Instrucciones
(1) Indique si cada una de las siguientes afirmaciones concuerda con el fragmento, respondiendo sí o no y citando literalmente las palabras del texto que lo deciden: (a) la mayoría de los intentos del Partido Popular de llevar las protestas a los juzgados tuvieron éxito; (b) desde la aparición del 15-M, ciertas infracciones leves acarrearon multas administrativas de hasta 300 euros; (c) la propuesta de endurecimiento del Código Penal fue impulsada por Ruiz Gallardón.
(2) Transcriba literalmente el pasaje del fragmento que va desde "Si el ámbito" hasta "trabajadores en general.", incluidas ambas expresiones.
(3) Según el fragmento, ¿por qué se optó por potenciar la vía administrativa en lugar de la penal? Responda en una a tres oraciones.

Parecía
inconcebible que se atrevieran a seguir adelante con él. Por su irracionalidad,
por su carácter abiertamente antigarantista, por el alud de críticas que había
recibido de organizaciones de derechos humanos de todo tipo. Sin embargo, el
Partido Popular ha decidido apretar el acelerador e imponer en el Congreso de
los Diputados su proyecto de Ley de Seguridad Ciudadana. Lo ha hecho para
lanzar a la oposición política y social un rugido de dureza. Para emular a Fraga y anunciar que
la calle es suya y que no permitirá que nadie se la dispute.
Hace
unos años, el gesto podría haber resultado eficaz. Ahora no. Con la corrupción
carcomiendo sus estructuras, con el aumento de la precarización social, con el
desafío que suponen el proceso soberanista catalán y el imparable auge de
Podemos, la decisión del Gobierno aparece como un signo de debilidad que, tarde
o temprano, puede acabar volviéndose en su contra.
Ciertamente,
este empeño represivo no es nuevo. En los últimos años, cada medida
privatizadora, cada despojo de los bienes públicos, comunes, ha venido
acompañado de alguna iniciativa dirigida a criminalizar la protesta. Esta
estrategia tiene su lógica: avasallar los derechos sociales y laborales básicos
exige mantener a raya las libertades civiles, políticas y sindicales que
permiten reclamarlos. La propuesta de endurecimiento del Código Penal impulsada
por Ruiz Gallardón fue una primera señal en esta dirección. Y la Ley de
Seguridad Ciudadana se convirtió muy pronto en su complemento más idóneo.
Ya
en su momento, de hecho, el Partido Popular intentó llevar a los juzgados
diferentes formas de protestas que se estaban gestando a rebufo de la crisis.
Desde las manifestaciones frente al Congreso hasta los “escraches” organizados
por la Plataforma de Afectados por la Hipoteca (PAH). La mayoría de estos
intentos fracasaron. Muchos jueces entendieron que podía discutirse si estos
hechos estaban amparados o no por la libertad de expresión e ideológica. Pero
dejaron claro que era un despropósito tratarlos como delitos penales. Fue en
este contexto que se gestó la idea de reformar la Ley de Seguridad Ciudadana.
Si el ámbito penal resultaba demasiado garantista, si los jueces eran demasiado
quisquillosos, lo que se imponía era evitarlos. Y para ello, nada mejor que
potenciar la vía administrativa.
El
Gobierno, en realidad, ya lo venía haciendo. Desde la aparición del 15-M,
infracciones leves, como negarse a facilitar el DNI, desobedecer ciertos
mandatos de la autoridad u originar desórdenes en los espacios públicos
acarrearon multas administrativas de hasta 300 euros. Estas sanciones afectaron
a todo tipo de colectivos: desde el Sindicato Andaluz de Trabajadores hasta la
PAH, desde los Afectados por las Preferentes hasta empleados públicos,
ocupantes de centros sanitarios, activistas ecologistas y vecinales y
trabajadores en general.

Material mostrado
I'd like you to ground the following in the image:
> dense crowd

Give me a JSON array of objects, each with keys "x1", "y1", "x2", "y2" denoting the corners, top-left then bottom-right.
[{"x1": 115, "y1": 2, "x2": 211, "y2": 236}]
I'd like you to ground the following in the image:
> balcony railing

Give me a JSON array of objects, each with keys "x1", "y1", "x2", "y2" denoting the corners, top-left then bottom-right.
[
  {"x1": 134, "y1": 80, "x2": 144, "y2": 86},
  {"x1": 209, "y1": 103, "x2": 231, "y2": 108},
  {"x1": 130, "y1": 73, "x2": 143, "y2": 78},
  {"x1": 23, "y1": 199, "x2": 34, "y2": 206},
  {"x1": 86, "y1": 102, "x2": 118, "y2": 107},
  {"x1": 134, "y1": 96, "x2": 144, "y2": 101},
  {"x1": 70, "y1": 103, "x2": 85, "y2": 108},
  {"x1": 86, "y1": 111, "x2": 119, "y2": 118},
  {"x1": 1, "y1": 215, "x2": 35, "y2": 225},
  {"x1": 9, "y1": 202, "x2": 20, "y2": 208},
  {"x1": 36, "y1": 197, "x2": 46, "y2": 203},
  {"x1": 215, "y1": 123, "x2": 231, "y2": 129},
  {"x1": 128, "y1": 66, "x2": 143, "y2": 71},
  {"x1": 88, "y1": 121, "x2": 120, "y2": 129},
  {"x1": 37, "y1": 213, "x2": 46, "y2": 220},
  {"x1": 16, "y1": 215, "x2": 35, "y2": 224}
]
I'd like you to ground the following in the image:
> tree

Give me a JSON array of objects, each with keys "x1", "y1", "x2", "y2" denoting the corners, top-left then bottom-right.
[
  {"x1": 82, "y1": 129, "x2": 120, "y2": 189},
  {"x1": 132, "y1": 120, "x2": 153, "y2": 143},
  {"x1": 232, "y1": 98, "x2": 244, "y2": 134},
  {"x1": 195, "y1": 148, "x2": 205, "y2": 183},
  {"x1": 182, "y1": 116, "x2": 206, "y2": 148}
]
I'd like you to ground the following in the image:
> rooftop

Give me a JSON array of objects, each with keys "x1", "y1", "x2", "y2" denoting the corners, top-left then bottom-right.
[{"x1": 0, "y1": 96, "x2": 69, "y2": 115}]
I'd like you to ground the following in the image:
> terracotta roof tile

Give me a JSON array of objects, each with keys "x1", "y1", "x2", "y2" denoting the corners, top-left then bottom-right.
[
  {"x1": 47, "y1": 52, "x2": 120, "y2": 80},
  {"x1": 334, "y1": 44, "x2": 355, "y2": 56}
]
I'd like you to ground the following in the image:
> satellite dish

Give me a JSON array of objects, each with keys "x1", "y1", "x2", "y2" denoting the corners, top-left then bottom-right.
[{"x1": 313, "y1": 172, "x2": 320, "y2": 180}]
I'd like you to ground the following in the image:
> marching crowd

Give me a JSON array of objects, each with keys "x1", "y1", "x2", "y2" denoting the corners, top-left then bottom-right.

Tareas resueltas
(1)
(a) No: "La mayoría de estos intentos fracasaron."
(b) Sí: "acarrearon multas administrativas de hasta 300 euros".
(c) Sí: "La propuesta de endurecimiento del Código Penal impulsada por Ruiz Gallardón fue una primera señal en esta dirección."

(2)
Si el ámbito penal resultaba demasiado garantista, si los jueces eran demasiado
quisquillosos, lo que se imponía era evitarlos. Y para ello, nada mejor que
potenciar la vía administrativa.
El
Gobierno, en realidad, ya lo venía haciendo. Desde la aparición del 15-M,
infracciones leves, como negarse a facilitar el DNI, desobedecer ciertos
mandatos de la autoridad u originar desórdenes en los espacios públicos
acarrearon multas administrativas de hasta 300 euros. Estas sanciones afectaron
a todo tipo de colectivos: desde el Sindicato Andaluz de Trabajadores hasta la
PAH, desde los Afectados por las Preferentes hasta empleados públicos,
ocupantes de centros sanitarios, activistas ecologistas y vecinales y
trabajadores en general.

(3) Los intentos del Partido Popular de llevar las protestas a los juzgados fracasaron en su mayoría, porque muchos jueces dejaron claro que era un despropósito tratarlas como delitos penales. Como el ámbito penal resultaba demasiado garantista y los jueces demasiado quisquillosos, lo que se imponía era evitarlos, y para ello nada mejor que potenciar la vía administrativa.